» **DOCUMENT SECTION**:
++++++++++++++++++++
A short reflection on the recent CrowdStrike IT disaster.
I feel like there's a lot to learn from the #CrowdStrike meltdown where a bug in a software update is causing havoc across the world. Here's what immediately comes to mind, both from the perspective of the company, and all of us as a society.
1. Don't put all your update eggs in one basket.
If you're a global service provider, unless you're sending a critical security patch, do you really need to go for a global rollout, or can you do it in batches? That way, if something goes wrong, you limit the fallout.
2. The importance of testing, and being responsible.
Why did the faulty code pass the CI/CD checks? As an avid software tester, I can't help but wonder how CrowdStrike's systems are set up. If you are a service provider for critical societal infrastructure like hospitals and aviation, I feel that you have a responsibility to have solid testing pipelines before releasing an update. Of course, things can still be missed, but again, I can't help but wonder about the robustness of their delivery pipelines.
3. The single point of failure problem.
Why aren't we more concerned about relying on single points of failures? It's quite honestly frightening how much chaos can be caused due to a single mistake, and it's even more terrifying the direction we're heading in. People in our industry have been moving towards relying on outside entities, and now everyone is paying the price.
Looking to the future.
This essay got dark. So let's try to end it on a more positive note. What can we as IT professionals do to prevent this from happening again? How can we make sure that we're not the next #CrowdStrike? I think that's a conversation worth having.
For now, I'm going to go back to my testing, and make sure that my code is as solid as it can be. I hope you do the same. And do let me know your thoughts on this whole situation. I'm curious to hear what you think and what you would do differently.
Top comments (19)
Thanks for the post
Glad you liked it! Feel free to share it if you think others would find it interesting :)
This is exactly the same thing I have been telling people. This should have been caught in QA testing and after the production deployment, there should have been verification that it was working, if not then rollback immediately. If you’re a provider of software for any company, you should be doing phased rollouts and automated testing. I’m wondering was this test scenario just missed? Seems like a big one:)
Devs making software are never perfect ; so bugs happen. Tester doing QA are never perfect ; so bugs could remain unspotted and put into production ? IMHO, it's very hard to measure the quality of your tests. If you have no bug, you can only measure how expensive it is to make and maintain tests. When you wreak havoc in production, it suggests that there is a flaw in your QA. My point is : it's easier to measure test quality when it is low.
Thanks for sharing, appreciated a lot the points just mentioned, they remind us about how we should be careful in a lot of aspects, even having a robust delivery system, or having a great team, shit happens and we need to be prepare to handle in the best way.
Also. Sometimes the cure is worse than the problem.
Did you mean "worse"?
Yes. Thanks.
I heard on some news channel that they couldn’t test the update for every machine out there, since there’s like so many makes and models: windows PCs, servers, workstations and whatnot. Something to this extent. I’m not defending, just stating.
Then again, I’m totally for the incremental delivery/rollout. Maybe they should’ve targeted a specific zone first.
++++++++++++++++++++
» **PROVIDED DATA**:

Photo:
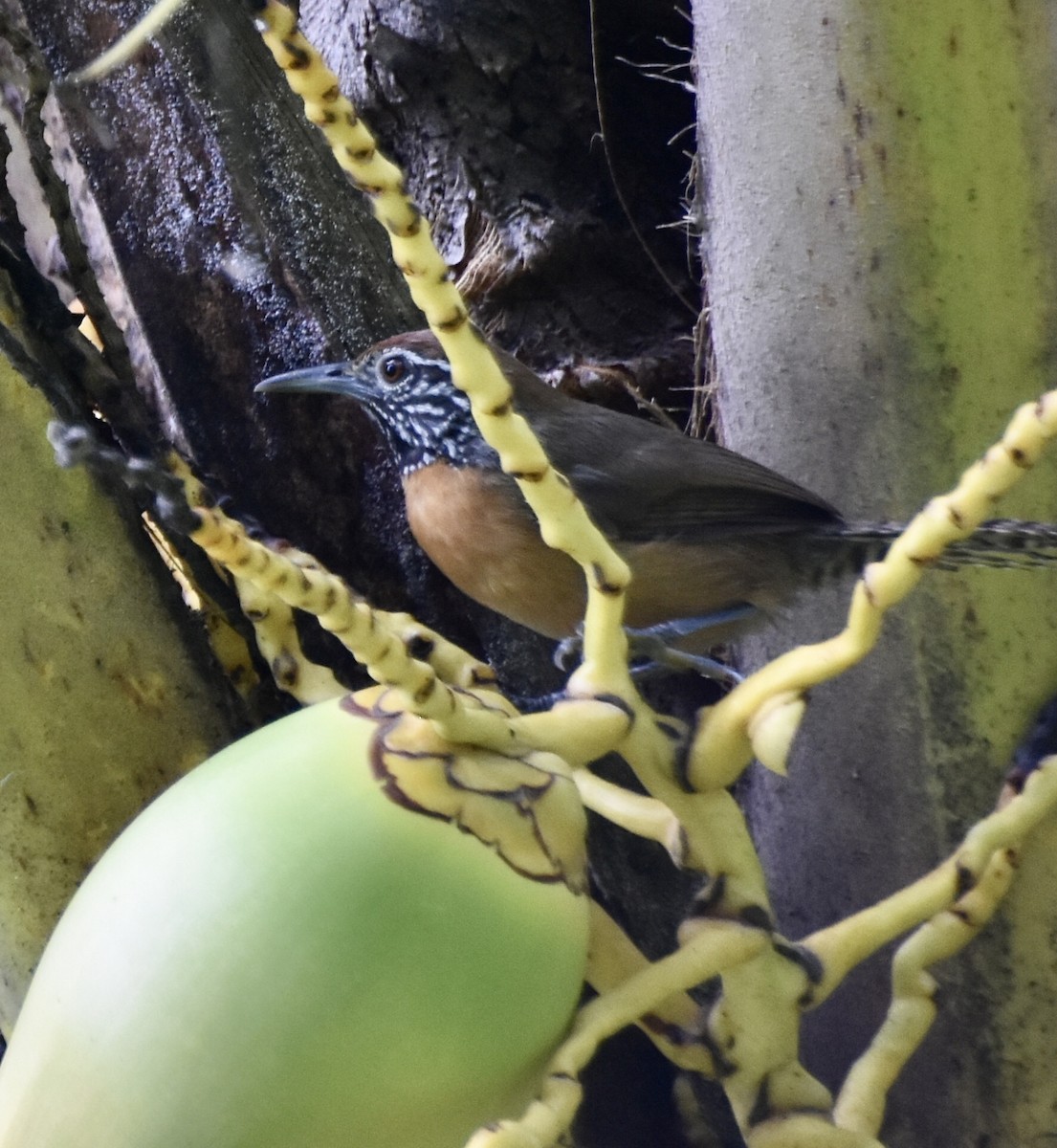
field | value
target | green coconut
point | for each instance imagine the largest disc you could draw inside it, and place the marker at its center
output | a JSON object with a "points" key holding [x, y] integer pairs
{"points": [[275, 954]]}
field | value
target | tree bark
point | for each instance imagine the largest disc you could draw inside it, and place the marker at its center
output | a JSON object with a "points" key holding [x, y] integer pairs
{"points": [[880, 271]]}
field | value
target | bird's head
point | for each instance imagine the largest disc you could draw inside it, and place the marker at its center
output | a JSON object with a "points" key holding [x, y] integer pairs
{"points": [[404, 385]]}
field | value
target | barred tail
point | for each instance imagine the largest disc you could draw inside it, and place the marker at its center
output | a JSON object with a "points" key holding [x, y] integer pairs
{"points": [[1005, 543]]}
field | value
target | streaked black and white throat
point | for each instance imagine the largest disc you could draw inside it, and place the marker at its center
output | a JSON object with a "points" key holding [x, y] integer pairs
{"points": [[424, 416]]}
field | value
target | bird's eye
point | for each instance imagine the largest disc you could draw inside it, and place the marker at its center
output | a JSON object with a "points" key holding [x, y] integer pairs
{"points": [[391, 368]]}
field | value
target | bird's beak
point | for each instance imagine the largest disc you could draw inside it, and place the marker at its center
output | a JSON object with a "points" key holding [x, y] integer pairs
{"points": [[331, 379]]}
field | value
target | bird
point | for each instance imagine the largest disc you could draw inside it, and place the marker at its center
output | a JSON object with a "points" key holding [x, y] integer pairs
{"points": [[716, 542]]}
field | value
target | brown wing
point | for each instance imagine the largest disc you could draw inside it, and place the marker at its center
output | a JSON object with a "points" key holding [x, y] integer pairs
{"points": [[643, 482]]}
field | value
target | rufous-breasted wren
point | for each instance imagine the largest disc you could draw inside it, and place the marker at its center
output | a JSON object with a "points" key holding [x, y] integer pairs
{"points": [[708, 534]]}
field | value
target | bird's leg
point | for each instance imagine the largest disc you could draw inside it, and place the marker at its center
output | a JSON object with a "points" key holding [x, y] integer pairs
{"points": [[654, 646]]}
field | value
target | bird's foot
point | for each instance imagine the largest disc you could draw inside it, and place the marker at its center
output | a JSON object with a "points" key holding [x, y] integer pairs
{"points": [[652, 650]]}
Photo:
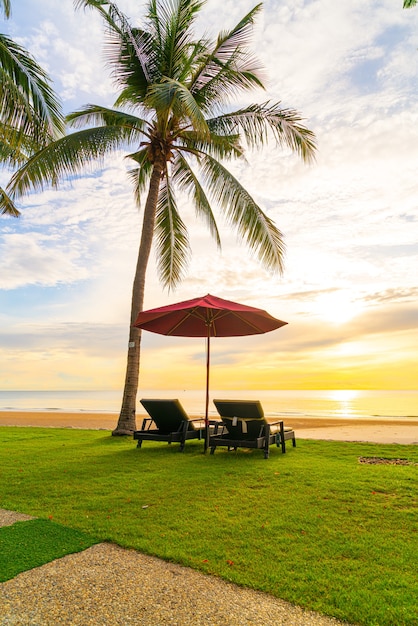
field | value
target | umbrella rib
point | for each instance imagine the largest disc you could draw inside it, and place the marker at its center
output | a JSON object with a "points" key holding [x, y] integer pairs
{"points": [[192, 313]]}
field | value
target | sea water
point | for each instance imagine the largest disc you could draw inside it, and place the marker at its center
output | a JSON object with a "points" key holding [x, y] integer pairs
{"points": [[343, 404]]}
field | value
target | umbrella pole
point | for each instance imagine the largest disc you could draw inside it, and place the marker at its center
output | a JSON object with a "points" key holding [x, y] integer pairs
{"points": [[207, 390]]}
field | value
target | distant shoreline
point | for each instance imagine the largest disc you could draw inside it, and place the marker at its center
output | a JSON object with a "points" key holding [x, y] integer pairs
{"points": [[376, 430]]}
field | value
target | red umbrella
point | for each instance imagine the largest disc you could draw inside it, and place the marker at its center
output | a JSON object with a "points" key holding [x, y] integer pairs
{"points": [[207, 317]]}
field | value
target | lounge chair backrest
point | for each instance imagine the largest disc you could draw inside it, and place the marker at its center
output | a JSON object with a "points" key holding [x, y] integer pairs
{"points": [[243, 419], [168, 415]]}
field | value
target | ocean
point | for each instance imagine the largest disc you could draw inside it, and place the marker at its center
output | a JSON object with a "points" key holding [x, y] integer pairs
{"points": [[343, 404]]}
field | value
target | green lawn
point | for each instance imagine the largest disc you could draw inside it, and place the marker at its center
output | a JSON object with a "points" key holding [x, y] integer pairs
{"points": [[26, 545], [314, 526]]}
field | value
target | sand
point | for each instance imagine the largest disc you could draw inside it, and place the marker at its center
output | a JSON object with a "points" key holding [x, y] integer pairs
{"points": [[372, 430]]}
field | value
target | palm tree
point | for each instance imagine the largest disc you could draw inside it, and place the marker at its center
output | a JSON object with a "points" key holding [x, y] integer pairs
{"points": [[30, 114], [172, 91]]}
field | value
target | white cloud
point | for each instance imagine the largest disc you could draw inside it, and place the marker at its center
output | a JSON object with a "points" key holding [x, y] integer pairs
{"points": [[349, 220]]}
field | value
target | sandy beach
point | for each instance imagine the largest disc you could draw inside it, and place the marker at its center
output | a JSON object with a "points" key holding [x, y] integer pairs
{"points": [[372, 430]]}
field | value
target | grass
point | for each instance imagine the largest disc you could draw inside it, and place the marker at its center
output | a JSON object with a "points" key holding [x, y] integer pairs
{"points": [[314, 526], [26, 545]]}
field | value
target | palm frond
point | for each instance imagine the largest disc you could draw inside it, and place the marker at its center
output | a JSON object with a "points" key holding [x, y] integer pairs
{"points": [[170, 97], [5, 5], [27, 100], [220, 146], [68, 156], [96, 115], [229, 67], [188, 182], [172, 242], [140, 176], [257, 120], [243, 213], [172, 21], [7, 206], [119, 25]]}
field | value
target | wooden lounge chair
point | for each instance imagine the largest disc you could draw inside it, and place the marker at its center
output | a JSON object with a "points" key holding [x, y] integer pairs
{"points": [[247, 427], [169, 422]]}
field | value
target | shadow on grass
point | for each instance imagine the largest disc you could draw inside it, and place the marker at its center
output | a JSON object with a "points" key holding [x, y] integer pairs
{"points": [[25, 545]]}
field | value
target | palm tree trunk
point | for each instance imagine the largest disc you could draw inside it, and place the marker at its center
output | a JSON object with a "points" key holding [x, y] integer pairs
{"points": [[127, 417]]}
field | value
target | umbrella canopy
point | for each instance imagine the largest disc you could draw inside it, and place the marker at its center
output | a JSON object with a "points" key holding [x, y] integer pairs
{"points": [[208, 317]]}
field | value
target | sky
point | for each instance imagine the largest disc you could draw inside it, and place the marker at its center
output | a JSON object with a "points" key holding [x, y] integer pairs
{"points": [[349, 290]]}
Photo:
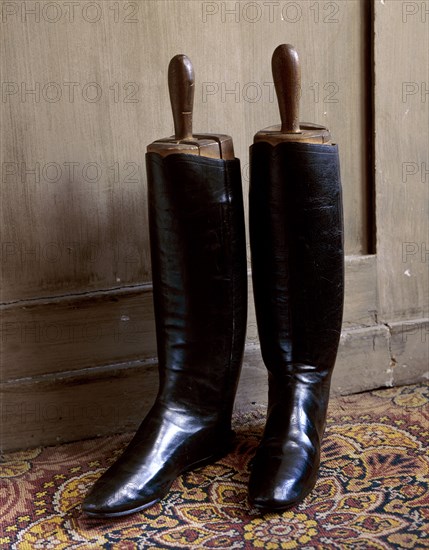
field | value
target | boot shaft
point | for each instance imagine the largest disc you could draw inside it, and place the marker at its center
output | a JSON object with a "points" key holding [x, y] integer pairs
{"points": [[296, 236], [199, 274]]}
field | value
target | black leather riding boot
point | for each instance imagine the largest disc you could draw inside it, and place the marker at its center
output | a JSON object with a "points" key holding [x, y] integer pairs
{"points": [[296, 237], [200, 297]]}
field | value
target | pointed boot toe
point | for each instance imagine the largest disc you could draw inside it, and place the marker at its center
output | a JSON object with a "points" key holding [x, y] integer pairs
{"points": [[278, 487]]}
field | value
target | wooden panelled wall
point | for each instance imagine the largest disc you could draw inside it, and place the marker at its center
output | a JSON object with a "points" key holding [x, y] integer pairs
{"points": [[84, 90]]}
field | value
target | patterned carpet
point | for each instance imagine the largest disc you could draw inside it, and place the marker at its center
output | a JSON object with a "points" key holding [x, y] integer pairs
{"points": [[372, 492]]}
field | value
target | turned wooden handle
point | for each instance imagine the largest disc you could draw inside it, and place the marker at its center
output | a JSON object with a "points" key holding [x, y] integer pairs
{"points": [[181, 87], [287, 81]]}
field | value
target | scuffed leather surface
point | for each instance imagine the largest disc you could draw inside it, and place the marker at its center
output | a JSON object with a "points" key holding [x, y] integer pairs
{"points": [[296, 237], [199, 275]]}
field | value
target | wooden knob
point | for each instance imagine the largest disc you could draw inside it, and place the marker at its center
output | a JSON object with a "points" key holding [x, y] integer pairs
{"points": [[287, 81], [181, 85]]}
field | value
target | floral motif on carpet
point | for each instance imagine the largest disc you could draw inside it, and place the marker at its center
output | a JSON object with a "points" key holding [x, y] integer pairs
{"points": [[372, 491]]}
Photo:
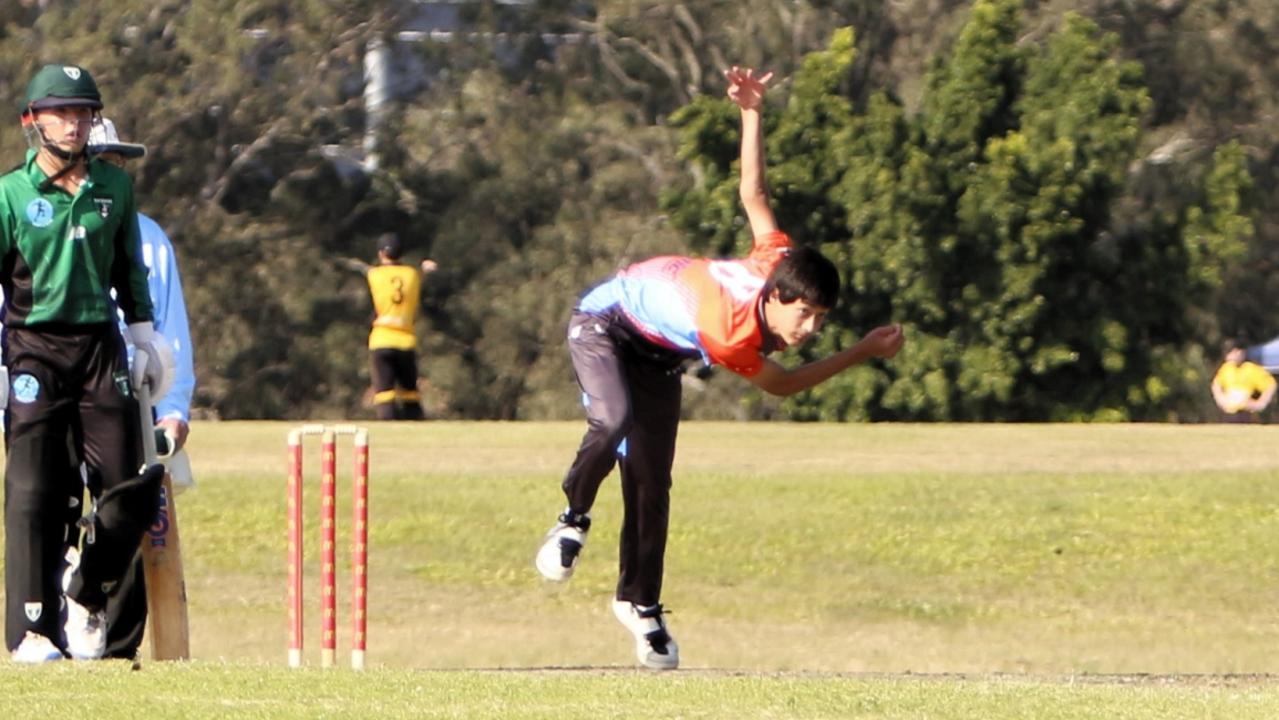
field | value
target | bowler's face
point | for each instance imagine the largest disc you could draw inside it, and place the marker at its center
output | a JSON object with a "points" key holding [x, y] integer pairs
{"points": [[794, 321]]}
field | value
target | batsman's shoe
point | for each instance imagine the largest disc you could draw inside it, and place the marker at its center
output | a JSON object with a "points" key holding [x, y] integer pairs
{"points": [[557, 558], [655, 649], [36, 649], [86, 631]]}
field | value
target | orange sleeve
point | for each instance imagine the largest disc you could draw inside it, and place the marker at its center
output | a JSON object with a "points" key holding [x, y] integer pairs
{"points": [[768, 252]]}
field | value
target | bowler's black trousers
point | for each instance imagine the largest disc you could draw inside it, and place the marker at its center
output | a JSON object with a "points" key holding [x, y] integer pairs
{"points": [[632, 393]]}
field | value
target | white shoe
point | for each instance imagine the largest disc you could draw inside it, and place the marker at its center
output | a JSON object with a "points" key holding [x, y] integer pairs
{"points": [[86, 632], [557, 558], [36, 649], [655, 649]]}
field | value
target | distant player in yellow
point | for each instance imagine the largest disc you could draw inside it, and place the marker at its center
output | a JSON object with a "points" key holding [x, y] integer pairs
{"points": [[397, 293], [1242, 389]]}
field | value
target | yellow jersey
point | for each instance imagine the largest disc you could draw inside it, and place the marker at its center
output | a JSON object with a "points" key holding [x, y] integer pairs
{"points": [[397, 292], [1242, 383]]}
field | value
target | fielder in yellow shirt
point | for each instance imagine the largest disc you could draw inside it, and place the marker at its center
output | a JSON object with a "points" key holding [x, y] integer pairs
{"points": [[397, 293], [1242, 389]]}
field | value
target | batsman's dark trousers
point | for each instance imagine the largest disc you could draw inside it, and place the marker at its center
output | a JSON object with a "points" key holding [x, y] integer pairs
{"points": [[127, 604], [633, 398], [63, 380]]}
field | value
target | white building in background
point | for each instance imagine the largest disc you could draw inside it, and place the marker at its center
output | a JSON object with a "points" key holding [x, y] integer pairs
{"points": [[395, 72]]}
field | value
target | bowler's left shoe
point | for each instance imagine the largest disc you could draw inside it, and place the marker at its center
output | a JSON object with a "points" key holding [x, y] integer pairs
{"points": [[655, 649]]}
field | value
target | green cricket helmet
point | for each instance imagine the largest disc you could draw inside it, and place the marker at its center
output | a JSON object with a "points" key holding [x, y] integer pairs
{"points": [[62, 86]]}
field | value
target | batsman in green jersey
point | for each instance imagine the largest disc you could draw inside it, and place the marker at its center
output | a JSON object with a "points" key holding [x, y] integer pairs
{"points": [[68, 237]]}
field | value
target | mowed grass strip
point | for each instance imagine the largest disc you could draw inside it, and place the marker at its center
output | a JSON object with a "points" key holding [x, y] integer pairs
{"points": [[109, 691], [897, 549]]}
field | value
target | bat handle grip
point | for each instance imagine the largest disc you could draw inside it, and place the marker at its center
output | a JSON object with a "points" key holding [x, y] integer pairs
{"points": [[146, 423]]}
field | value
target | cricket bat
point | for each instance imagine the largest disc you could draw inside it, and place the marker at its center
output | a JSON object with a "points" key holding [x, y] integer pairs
{"points": [[161, 559]]}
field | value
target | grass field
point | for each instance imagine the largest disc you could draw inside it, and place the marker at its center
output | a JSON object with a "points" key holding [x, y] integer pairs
{"points": [[814, 571]]}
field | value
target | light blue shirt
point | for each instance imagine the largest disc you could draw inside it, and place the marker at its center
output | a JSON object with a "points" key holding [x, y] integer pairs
{"points": [[170, 317]]}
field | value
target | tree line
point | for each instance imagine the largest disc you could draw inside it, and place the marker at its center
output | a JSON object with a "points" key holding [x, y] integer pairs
{"points": [[1068, 211]]}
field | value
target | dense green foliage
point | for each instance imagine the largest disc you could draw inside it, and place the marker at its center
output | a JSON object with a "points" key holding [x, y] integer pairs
{"points": [[1064, 210]]}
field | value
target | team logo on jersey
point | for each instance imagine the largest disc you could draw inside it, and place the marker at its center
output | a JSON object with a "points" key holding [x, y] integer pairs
{"points": [[40, 212], [122, 383], [26, 388]]}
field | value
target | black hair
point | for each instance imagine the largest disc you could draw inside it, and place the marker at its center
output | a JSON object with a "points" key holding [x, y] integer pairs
{"points": [[805, 275], [390, 244]]}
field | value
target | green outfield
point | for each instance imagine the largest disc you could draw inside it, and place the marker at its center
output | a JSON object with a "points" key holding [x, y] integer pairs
{"points": [[814, 571]]}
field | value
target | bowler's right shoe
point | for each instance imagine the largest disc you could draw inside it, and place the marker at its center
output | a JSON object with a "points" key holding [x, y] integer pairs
{"points": [[86, 631], [36, 649], [655, 649], [557, 558]]}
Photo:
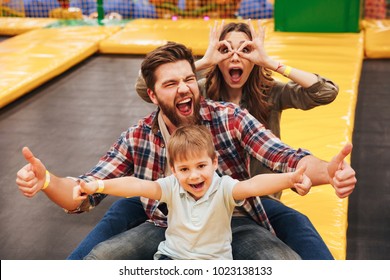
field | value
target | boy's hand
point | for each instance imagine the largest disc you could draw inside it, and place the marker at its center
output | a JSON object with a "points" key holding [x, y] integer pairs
{"points": [[302, 183], [32, 176], [81, 191]]}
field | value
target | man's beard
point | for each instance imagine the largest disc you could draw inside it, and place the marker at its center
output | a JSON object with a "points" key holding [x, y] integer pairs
{"points": [[176, 119]]}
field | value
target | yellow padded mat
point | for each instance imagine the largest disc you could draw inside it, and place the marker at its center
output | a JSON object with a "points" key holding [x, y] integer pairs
{"points": [[141, 36], [30, 59], [377, 40], [15, 25], [323, 130]]}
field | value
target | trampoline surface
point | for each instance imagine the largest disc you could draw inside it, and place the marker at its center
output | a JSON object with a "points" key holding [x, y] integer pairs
{"points": [[72, 120]]}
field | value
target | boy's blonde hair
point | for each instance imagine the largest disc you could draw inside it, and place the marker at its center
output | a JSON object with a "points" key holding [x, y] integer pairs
{"points": [[190, 140]]}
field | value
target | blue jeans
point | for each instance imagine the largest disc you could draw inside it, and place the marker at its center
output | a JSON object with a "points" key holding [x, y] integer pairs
{"points": [[291, 226], [124, 214], [296, 230], [250, 241]]}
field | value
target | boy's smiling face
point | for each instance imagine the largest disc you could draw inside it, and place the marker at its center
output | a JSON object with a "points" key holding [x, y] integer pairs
{"points": [[195, 172]]}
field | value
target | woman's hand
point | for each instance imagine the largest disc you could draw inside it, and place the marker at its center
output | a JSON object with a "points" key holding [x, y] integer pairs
{"points": [[254, 50], [217, 51]]}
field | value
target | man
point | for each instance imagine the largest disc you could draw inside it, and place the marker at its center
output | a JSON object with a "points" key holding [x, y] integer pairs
{"points": [[169, 73]]}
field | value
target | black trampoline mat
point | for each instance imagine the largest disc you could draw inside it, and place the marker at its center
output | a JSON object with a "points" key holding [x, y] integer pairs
{"points": [[72, 120]]}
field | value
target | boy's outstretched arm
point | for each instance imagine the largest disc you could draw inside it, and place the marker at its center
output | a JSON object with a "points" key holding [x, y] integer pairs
{"points": [[124, 186], [265, 184], [336, 172]]}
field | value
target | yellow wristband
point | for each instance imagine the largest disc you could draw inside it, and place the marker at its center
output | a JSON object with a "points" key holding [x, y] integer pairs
{"points": [[100, 186], [47, 180], [287, 71]]}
++++++++++++++++++++
» **TASK DIRECTIONS**: In the CrowdStrike post, which two kinds of critical societal infrastructure does the author name? The rows come from a separate source, not from the CrowdStrike post.

» **ANSWER TO THIS PROBLEM**: Hospitals and aviation.